**ABOUT THIS EXERCISE:** Your answer is the line containing "Could you please annotate the utility" plus every line after it to the end of the data below, transcribed exactly and with nothing else.

**Data extracted from a collection:**
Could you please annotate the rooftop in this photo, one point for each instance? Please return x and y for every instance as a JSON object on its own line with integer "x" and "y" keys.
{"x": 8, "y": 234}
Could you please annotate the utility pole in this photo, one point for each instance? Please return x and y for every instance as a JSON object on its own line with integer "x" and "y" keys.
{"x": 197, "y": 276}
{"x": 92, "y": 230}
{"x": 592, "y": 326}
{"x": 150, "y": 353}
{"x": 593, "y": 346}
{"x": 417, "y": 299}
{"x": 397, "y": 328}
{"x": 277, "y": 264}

**WRITTEN SOLUTION:**
Could you please annotate the utility pole in this photo, one point for each instance? Please return x and y for every instance as a JSON object on its own line with integer "x" and "y" keys.
{"x": 197, "y": 276}
{"x": 92, "y": 230}
{"x": 592, "y": 326}
{"x": 150, "y": 353}
{"x": 593, "y": 346}
{"x": 417, "y": 299}
{"x": 397, "y": 328}
{"x": 277, "y": 264}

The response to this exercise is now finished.